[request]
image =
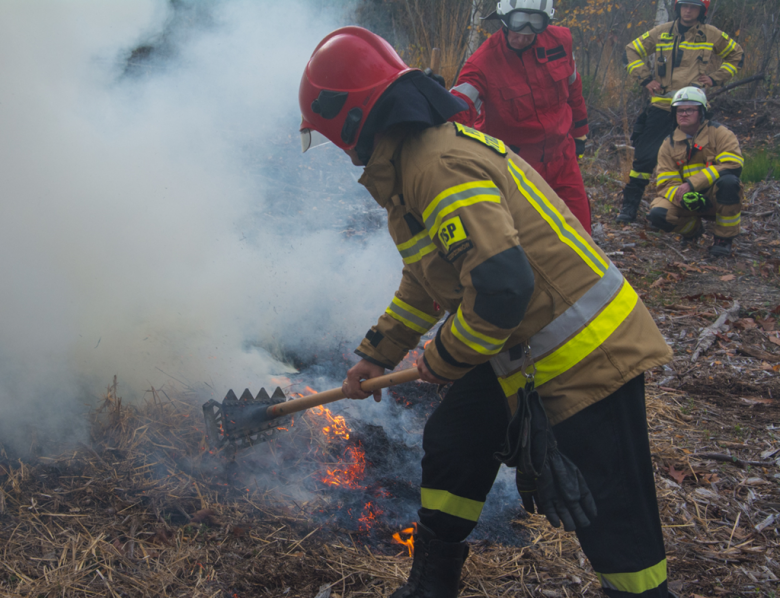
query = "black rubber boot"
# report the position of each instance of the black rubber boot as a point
(436, 568)
(720, 247)
(631, 198)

■ PROBLEM REQUIREMENTS
Exactly as written, restate all of the data, leaving out the images.

■ RESULT OF THE EXERCISE
[request]
image =
query = "black rubber boot"
# report the position of each instance of the black rubber boot as a point
(436, 568)
(720, 247)
(631, 198)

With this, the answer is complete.